# HOF A first from a kayak! MAHI MAHI Pics/Report added)



## Safa (Aug 4, 2006)

Well this is just to spark some interest,as soon as I have down loaded the pics from my brothers camera all will be revealed,let me start off by saying I dont think this fish has been landed in Oz from a yak ,so gentlemen have guess ..........................................................
All i will say is awesome fight and Dance.............on light weight gear .
Safa

Ok so here goes .................My brother and I set out at 7am with an absolutely beautiful morning ......that got better as it went :lol: .
Perfect weather ,no wind and glassed off ,so off we went headed to the bait reef and tried for some yakka's with no luck the water was crystal clear and they were not interested.
I noticed my brother didnt stop for livey's and yip there is some "sibbling rivalry".
Leave the livey's and head out after him ...............there were a few small mac tuna and bonito busting up that we managed to hook and i thought we in for a good day?
Went out wide for maybe another spotty but it was dead out there so headed back to the reef and rigged a soft plastic (5inch smelt)

§ **SHORT EXERCISE A**
Please update the records in the part that opens with the line containing "Target = young lion" and closes at the end of the records: replace "dirt ground" with "bare soil", leave everything else unchanged, and give back only those lines.

§ **EXERCISE MATERIALS**
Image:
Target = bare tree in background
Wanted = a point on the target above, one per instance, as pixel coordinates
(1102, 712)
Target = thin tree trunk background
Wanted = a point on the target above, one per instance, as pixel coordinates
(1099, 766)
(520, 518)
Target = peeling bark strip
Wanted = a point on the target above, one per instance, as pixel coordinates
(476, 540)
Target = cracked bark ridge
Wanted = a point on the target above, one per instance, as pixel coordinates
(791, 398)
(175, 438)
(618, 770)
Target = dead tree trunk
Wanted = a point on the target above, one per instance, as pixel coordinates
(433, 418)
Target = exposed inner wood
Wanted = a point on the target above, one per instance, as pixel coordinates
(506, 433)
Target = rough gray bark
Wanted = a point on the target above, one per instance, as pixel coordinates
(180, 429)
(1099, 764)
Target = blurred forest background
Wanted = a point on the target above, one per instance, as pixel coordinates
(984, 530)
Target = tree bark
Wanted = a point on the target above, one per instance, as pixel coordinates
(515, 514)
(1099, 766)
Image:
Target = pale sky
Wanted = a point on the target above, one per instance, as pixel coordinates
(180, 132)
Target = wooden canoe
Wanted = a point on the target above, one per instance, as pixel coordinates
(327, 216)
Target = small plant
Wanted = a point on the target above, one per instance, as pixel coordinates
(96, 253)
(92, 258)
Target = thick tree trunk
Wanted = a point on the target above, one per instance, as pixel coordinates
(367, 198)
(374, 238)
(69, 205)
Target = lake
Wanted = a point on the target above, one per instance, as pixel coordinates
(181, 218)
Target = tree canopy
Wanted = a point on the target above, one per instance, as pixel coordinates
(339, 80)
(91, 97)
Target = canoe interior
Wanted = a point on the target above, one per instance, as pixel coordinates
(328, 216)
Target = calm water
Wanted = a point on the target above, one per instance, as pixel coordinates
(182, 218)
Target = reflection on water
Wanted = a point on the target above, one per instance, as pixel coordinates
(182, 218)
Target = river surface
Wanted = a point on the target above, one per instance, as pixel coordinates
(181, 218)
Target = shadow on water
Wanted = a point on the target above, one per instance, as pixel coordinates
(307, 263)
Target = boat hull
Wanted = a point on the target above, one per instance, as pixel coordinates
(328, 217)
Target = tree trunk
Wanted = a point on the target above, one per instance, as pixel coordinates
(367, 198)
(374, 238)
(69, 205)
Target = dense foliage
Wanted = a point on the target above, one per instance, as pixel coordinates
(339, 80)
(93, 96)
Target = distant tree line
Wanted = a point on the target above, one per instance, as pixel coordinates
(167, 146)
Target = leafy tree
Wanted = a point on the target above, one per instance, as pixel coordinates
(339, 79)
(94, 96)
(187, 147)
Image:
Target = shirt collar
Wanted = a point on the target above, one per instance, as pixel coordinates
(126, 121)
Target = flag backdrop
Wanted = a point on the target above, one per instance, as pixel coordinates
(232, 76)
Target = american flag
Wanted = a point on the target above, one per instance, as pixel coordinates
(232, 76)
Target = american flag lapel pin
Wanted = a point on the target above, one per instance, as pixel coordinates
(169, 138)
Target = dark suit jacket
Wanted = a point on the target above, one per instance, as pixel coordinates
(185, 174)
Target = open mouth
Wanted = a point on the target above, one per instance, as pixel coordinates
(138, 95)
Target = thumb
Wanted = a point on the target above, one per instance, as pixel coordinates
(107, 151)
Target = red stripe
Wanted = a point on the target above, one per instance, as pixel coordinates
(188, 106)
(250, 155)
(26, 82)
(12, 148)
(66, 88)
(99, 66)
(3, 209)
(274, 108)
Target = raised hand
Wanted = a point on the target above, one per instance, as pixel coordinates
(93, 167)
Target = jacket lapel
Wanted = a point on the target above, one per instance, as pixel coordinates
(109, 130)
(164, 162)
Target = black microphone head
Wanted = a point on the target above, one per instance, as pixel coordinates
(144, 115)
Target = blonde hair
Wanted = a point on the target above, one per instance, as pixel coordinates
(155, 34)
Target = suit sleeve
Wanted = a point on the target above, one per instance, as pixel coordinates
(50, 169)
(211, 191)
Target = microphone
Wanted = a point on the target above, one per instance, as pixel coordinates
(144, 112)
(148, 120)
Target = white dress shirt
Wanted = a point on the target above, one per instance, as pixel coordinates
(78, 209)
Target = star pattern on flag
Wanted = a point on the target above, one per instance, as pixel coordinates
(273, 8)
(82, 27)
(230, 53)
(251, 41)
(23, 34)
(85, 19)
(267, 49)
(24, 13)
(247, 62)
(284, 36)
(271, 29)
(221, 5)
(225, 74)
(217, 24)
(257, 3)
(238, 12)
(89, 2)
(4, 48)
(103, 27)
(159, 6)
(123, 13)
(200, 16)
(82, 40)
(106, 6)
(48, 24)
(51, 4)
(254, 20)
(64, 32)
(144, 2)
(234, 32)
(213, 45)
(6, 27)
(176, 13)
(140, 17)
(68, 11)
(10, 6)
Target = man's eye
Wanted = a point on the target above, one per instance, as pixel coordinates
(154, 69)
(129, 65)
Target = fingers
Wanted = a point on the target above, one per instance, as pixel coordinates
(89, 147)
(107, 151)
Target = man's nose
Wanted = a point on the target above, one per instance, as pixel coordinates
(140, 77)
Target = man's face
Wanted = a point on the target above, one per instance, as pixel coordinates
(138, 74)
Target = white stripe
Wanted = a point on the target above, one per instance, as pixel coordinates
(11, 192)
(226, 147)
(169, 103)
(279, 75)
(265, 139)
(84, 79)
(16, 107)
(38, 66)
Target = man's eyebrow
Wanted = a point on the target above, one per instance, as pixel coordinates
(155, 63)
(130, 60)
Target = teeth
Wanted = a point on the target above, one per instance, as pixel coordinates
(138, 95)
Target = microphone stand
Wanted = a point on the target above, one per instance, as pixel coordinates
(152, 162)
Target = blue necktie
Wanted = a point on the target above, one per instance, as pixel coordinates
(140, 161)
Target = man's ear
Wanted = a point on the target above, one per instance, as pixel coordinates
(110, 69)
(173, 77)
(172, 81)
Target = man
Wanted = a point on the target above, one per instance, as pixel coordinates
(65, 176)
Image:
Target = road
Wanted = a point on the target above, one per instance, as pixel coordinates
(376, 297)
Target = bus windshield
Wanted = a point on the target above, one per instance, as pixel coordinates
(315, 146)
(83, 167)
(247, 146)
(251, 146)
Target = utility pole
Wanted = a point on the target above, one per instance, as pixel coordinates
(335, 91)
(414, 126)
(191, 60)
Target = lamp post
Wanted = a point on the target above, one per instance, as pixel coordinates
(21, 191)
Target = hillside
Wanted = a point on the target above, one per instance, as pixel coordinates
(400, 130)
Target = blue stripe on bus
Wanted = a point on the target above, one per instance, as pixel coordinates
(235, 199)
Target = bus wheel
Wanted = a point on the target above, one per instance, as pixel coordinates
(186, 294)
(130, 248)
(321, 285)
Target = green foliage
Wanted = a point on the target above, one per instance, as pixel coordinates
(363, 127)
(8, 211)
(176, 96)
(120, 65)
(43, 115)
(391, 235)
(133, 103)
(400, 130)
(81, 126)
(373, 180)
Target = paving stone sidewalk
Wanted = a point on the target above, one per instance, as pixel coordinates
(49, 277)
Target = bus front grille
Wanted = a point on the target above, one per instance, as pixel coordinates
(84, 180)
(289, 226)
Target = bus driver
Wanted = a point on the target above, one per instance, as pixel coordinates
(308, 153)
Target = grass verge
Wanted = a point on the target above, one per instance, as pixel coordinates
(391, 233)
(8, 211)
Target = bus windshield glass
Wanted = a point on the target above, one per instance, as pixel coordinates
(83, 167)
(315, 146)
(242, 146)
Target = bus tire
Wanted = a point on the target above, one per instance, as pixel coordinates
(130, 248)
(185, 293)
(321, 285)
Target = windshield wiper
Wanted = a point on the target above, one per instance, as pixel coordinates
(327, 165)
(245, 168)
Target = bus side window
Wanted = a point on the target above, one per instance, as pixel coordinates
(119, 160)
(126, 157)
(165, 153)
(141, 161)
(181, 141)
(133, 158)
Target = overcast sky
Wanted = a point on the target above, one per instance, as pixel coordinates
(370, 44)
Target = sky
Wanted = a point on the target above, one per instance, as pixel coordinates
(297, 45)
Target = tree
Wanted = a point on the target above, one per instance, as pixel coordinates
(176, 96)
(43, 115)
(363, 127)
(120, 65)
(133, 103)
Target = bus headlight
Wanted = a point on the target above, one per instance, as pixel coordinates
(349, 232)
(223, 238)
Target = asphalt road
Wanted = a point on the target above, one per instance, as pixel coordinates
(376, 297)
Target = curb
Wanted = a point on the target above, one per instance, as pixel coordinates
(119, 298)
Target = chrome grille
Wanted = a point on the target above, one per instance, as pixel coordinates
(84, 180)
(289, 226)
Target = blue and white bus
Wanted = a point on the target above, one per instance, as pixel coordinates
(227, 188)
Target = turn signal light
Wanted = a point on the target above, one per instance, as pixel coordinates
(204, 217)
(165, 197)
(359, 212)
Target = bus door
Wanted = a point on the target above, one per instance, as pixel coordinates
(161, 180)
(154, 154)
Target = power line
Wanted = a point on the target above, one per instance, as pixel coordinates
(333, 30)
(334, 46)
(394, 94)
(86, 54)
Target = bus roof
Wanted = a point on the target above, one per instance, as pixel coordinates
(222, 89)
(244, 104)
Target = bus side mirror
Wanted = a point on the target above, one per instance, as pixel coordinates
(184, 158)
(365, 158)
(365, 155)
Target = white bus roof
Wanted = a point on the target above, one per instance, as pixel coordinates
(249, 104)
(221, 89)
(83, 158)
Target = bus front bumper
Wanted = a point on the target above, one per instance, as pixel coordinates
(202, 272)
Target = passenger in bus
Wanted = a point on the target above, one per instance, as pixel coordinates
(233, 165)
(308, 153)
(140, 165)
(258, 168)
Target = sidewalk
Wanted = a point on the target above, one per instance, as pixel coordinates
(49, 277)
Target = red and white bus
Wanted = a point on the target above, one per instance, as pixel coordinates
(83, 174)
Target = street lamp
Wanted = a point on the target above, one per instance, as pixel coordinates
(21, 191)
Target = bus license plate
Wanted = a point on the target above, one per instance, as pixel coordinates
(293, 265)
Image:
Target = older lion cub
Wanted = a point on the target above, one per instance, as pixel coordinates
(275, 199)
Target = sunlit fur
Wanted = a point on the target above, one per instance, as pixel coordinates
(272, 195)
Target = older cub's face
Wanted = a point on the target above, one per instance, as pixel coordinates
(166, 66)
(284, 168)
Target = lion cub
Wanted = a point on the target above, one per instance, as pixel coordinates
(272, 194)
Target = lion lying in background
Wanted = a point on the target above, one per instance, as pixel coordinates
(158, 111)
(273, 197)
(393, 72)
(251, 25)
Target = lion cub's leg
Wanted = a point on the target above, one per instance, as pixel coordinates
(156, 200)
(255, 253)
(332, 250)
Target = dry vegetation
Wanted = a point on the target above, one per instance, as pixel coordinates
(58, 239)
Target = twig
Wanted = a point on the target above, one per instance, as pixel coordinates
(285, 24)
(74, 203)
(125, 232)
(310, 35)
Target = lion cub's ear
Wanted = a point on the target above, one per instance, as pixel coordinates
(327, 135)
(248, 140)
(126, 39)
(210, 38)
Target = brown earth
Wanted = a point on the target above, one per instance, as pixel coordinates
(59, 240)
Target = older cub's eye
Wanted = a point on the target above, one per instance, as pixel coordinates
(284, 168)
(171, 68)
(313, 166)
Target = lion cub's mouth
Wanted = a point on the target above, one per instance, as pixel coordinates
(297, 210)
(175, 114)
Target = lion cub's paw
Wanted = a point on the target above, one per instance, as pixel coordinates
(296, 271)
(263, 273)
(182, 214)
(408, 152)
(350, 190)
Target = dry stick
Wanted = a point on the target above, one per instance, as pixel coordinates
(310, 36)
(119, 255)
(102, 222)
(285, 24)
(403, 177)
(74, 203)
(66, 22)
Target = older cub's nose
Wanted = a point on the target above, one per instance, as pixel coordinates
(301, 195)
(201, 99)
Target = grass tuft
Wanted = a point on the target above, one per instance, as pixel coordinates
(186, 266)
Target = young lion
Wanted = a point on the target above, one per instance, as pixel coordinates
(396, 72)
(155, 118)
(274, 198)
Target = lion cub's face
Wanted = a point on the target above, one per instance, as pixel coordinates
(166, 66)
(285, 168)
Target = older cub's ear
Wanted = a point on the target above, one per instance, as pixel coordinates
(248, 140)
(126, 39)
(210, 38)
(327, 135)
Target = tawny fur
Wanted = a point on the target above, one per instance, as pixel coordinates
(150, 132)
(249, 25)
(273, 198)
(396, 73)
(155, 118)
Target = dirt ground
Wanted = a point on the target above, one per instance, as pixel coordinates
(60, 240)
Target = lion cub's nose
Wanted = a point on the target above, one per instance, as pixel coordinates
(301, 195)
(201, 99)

§ **SHORT EXERCISE B**
From the kayak fishing thread, output the part that opens with the words containing "Well this is" and closes with "weight gear .", copied word for word.

§ **RESULT A**
Target = young lion
Wanted = a point on the target above, one per instance, as pixel coordinates
(396, 72)
(155, 118)
(274, 198)
Target = lion cub's face
Wanted = a point on the target above, one per instance, as pixel coordinates
(166, 66)
(285, 168)
Target = older cub's ear
Wanted = a point on the target above, one per instance, as pixel coordinates
(248, 140)
(126, 39)
(210, 38)
(327, 135)
Target = tawny fur
Wanted = a point on the target above, one per instance, as pixel coordinates
(150, 132)
(249, 25)
(273, 198)
(396, 73)
(155, 118)
Target = bare soil
Wanted = a point on the target above, one per instance, as pixel coordinates
(60, 240)
Target = lion cub's nose
Wanted = a point on the target above, one per instance, as pixel coordinates
(301, 195)
(201, 99)

§ **RESULT B**
Well this is just to spark some interest,as soon as I have down loaded the pics from my brothers camera all will be revealed,let me start off by saying I dont think this fish has been landed in Oz from a yak ,so gentlemen have guess ..........................................................
All i will say is awesome fight and Dance.............on light weight gear .